Written request
Starting with the line that contains "Where in this photo can the bar", reproduce each line through the end of the listing below, with no other output.

Stored rows
=====

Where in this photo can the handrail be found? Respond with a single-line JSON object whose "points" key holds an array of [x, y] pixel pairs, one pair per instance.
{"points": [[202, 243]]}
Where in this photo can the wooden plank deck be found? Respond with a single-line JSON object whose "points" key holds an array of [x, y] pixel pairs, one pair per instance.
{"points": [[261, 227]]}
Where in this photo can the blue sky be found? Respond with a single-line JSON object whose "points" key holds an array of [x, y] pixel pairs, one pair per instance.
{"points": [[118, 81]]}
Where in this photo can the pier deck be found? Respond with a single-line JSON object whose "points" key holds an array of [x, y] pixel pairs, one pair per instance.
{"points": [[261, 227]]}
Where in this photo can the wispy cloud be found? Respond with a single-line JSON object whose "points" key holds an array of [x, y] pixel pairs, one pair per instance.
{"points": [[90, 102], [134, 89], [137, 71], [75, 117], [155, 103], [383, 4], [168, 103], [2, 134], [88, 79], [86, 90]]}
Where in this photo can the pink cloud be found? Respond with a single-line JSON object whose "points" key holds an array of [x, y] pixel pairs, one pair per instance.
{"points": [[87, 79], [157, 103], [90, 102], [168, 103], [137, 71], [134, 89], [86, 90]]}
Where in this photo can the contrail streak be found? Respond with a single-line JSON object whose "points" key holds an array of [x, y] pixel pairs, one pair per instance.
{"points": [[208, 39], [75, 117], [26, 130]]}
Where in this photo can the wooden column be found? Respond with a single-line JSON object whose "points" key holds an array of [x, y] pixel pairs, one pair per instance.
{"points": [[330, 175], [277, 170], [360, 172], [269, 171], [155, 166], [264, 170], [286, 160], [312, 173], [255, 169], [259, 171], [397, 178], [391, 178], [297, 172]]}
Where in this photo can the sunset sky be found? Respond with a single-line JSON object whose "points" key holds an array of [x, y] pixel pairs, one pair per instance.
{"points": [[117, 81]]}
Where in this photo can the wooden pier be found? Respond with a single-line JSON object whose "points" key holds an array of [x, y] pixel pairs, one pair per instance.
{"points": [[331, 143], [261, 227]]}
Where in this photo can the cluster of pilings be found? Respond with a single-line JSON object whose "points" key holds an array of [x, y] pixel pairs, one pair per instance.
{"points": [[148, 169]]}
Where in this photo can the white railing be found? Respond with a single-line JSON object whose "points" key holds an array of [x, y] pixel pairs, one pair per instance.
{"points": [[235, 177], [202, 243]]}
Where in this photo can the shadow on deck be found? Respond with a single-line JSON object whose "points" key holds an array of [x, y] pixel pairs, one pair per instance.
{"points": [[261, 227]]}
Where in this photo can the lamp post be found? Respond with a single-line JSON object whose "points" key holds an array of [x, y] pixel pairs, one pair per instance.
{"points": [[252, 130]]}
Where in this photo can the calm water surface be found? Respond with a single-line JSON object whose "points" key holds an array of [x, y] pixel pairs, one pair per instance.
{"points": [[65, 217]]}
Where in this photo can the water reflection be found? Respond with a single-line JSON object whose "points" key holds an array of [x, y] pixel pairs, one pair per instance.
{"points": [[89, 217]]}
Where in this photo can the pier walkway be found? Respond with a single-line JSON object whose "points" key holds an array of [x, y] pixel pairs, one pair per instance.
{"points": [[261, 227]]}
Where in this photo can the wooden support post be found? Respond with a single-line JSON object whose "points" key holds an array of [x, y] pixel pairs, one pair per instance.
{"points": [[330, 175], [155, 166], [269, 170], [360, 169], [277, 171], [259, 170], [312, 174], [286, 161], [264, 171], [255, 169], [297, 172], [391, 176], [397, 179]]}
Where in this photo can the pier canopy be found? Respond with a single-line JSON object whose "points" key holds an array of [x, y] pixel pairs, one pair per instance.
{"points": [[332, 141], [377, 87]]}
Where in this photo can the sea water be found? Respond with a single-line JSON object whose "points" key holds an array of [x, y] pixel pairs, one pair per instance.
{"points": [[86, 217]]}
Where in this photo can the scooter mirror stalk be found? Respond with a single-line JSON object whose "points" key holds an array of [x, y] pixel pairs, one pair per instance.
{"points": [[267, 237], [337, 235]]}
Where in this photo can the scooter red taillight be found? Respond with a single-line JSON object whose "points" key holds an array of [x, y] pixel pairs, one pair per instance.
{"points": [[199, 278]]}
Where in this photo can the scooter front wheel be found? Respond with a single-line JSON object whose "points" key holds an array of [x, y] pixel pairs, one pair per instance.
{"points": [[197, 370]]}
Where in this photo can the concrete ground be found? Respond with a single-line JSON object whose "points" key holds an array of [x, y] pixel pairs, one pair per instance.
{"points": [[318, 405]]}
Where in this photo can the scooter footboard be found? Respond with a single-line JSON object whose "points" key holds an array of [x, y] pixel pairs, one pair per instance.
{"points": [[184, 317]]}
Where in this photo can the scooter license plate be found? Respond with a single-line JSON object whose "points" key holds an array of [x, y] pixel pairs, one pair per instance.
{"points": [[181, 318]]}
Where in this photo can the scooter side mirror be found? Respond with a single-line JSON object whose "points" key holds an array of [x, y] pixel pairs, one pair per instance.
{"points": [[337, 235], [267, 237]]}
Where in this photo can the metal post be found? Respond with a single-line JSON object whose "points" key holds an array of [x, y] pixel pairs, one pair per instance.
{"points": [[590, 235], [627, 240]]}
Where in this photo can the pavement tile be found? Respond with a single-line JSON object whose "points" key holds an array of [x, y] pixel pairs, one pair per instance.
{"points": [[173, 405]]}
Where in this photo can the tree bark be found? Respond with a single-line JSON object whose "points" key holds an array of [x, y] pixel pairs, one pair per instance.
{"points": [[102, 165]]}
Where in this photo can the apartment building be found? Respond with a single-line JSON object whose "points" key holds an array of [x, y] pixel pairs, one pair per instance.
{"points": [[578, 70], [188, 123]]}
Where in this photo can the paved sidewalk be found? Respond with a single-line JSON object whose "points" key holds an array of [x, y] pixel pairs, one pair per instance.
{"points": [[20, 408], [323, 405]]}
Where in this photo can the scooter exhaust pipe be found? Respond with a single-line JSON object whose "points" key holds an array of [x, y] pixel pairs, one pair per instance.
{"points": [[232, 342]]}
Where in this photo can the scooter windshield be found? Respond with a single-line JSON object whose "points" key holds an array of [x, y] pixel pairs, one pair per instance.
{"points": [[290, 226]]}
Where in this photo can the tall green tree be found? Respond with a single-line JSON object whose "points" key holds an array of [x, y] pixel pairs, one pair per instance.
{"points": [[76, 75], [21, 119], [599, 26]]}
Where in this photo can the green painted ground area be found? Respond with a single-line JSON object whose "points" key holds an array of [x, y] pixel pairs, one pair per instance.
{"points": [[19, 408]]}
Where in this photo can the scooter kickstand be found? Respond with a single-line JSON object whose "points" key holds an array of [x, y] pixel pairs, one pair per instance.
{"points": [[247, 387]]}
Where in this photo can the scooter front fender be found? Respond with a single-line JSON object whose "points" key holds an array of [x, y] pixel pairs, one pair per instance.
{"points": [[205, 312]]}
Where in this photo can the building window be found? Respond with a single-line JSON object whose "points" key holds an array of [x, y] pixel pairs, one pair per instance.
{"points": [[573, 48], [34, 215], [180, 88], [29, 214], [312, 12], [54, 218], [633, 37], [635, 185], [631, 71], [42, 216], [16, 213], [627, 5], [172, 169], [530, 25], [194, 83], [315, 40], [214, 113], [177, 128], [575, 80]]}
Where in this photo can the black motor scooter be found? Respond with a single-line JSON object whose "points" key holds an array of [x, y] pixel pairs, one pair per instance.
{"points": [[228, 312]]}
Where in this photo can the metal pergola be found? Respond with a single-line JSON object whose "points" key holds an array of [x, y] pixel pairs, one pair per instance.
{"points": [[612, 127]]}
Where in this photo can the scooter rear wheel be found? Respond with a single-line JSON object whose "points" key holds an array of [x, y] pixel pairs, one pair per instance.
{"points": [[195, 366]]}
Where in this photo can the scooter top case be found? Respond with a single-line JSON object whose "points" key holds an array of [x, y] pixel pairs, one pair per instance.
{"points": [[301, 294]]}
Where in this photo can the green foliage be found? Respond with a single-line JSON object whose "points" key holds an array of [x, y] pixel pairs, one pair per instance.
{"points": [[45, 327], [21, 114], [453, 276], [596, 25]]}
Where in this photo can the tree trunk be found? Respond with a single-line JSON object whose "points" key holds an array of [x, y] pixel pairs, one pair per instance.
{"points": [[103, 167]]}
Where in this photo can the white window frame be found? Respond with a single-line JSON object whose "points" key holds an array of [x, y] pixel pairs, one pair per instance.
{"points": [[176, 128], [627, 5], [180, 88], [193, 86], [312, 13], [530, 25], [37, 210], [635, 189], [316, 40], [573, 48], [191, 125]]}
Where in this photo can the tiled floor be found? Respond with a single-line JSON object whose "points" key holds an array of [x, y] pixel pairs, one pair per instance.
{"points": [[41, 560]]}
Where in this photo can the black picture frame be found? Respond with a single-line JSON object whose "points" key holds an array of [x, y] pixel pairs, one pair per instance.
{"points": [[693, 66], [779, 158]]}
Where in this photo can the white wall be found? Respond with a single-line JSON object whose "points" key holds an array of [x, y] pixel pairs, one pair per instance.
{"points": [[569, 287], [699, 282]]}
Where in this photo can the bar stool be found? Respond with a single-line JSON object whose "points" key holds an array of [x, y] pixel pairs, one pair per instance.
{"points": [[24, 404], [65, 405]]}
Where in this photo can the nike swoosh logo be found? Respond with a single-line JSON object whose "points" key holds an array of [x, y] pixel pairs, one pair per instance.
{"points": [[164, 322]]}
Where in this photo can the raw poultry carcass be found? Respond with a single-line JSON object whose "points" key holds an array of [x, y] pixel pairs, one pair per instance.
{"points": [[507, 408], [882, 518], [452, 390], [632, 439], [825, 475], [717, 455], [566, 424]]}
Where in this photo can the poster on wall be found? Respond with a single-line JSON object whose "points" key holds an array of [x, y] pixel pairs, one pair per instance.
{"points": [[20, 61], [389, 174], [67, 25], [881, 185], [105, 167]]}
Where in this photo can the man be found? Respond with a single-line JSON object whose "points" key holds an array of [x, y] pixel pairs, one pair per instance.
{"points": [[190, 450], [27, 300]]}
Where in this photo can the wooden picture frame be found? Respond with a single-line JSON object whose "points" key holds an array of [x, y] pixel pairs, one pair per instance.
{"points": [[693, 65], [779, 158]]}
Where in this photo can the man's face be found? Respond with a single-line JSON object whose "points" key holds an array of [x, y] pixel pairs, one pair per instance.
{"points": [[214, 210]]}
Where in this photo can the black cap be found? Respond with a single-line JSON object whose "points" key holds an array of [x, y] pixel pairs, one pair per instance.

=====

Response below
Where in this photo can the bar stool be found? Respond with a single-line JSON object whose "points" key holds an array of [x, y] pixel pairs, one pair per instance.
{"points": [[24, 404], [65, 405]]}
Where in this photo can the nike swoosh logo be found? Respond with a single-line JSON object whose "points" key holds an array of [x, y] pixel pairs, one pair per instance.
{"points": [[164, 322]]}
Where in this photo can the raw poultry carcass be found? Respond with a single-line JSON object whose "points" key holds an array of [x, y] pixel pairs, one pair per instance.
{"points": [[507, 408], [882, 518], [452, 390], [632, 439], [825, 475], [717, 455], [566, 424]]}
Where in this photo can the poster on wall be found? Respond with a single-line JSON object whose "points" key holds an array of [x, y] pixel pairs, one pair per instance.
{"points": [[20, 61], [389, 174], [67, 25], [881, 185], [105, 167]]}
Where in this photo can the man be found? Respond with a single-line JSON object whose "points" key holds an array of [x, y] pixel pairs, one pair per instance.
{"points": [[190, 450], [27, 300]]}
Where in this photo can the wooden picture frame be found? Respond with a single-line JSON object whose "points" key holds an array of [x, y] pixel pairs, one pair per instance.
{"points": [[693, 65], [779, 158]]}
Where in this photo can the man's face be found? Respond with a single-line JSON object whose "points" key holds an array of [x, y] pixel pairs, one pair per instance.
{"points": [[214, 210]]}
Where in this photo can the black cap be found? Respond with a single-line JSON object whose "points" key holds an array of [x, y] pixel pairs, one pair per instance.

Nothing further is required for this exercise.